----- Raw data -----
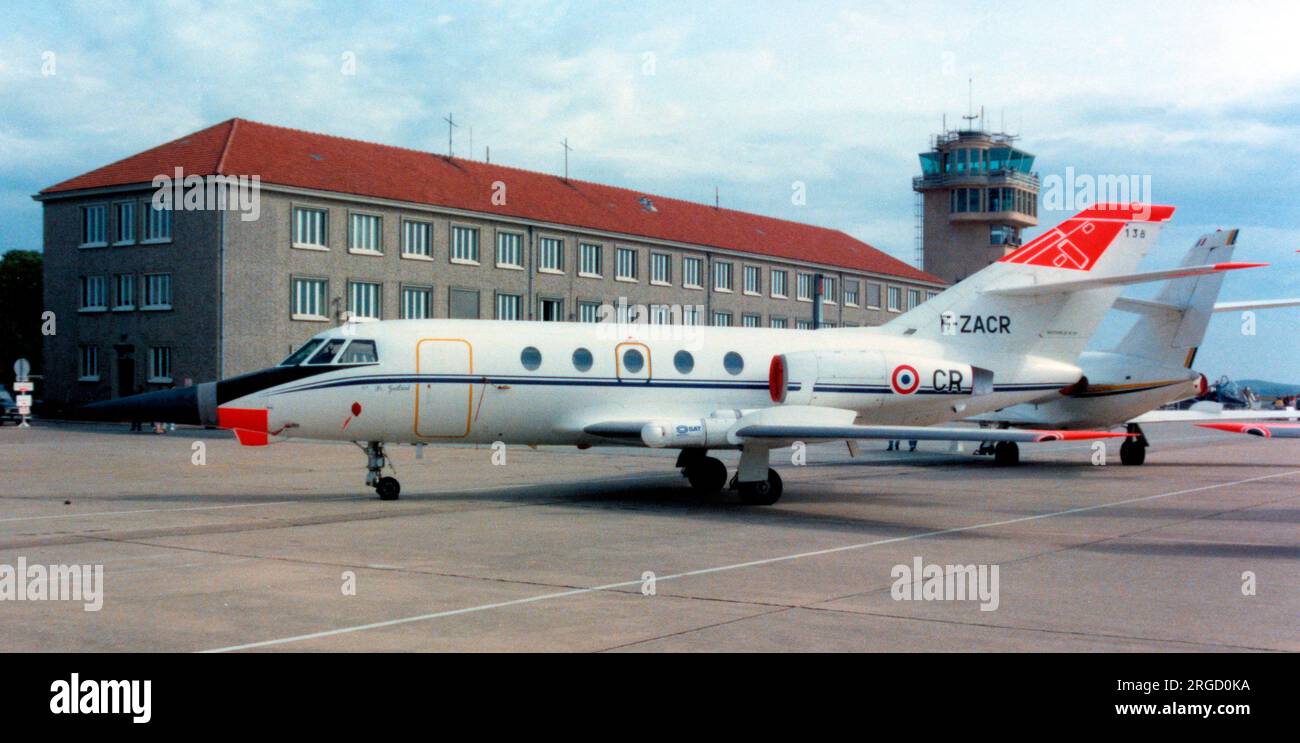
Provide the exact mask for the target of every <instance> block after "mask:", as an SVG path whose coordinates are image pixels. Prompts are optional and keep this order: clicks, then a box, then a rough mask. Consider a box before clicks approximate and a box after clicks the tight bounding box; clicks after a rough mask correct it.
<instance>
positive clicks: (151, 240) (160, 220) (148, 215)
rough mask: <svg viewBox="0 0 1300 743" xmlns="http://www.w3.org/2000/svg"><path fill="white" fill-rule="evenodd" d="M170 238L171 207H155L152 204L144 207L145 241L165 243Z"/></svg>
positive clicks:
-----
## What this task involves
Rewrite the lines above so that every "rough mask" becomes "coarse mask", keeping everything else the same. Leave the picture out.

## Answer to this task
Provide the exact mask for the target of every <instance> block after "mask:", as an SVG path whose coordinates are image pixels. Prompts are optional and keep this order: clicks, then a box, then a coarse mask. Consider a box before clicks approximate and a box after clicks the tight bounding box; clicks after a coarse mask correct it.
<instance>
positive clicks: (151, 240) (160, 220) (148, 215)
coarse mask: <svg viewBox="0 0 1300 743" xmlns="http://www.w3.org/2000/svg"><path fill="white" fill-rule="evenodd" d="M170 238L171 207H155L152 204L144 207L145 241L165 243Z"/></svg>
positive clicks:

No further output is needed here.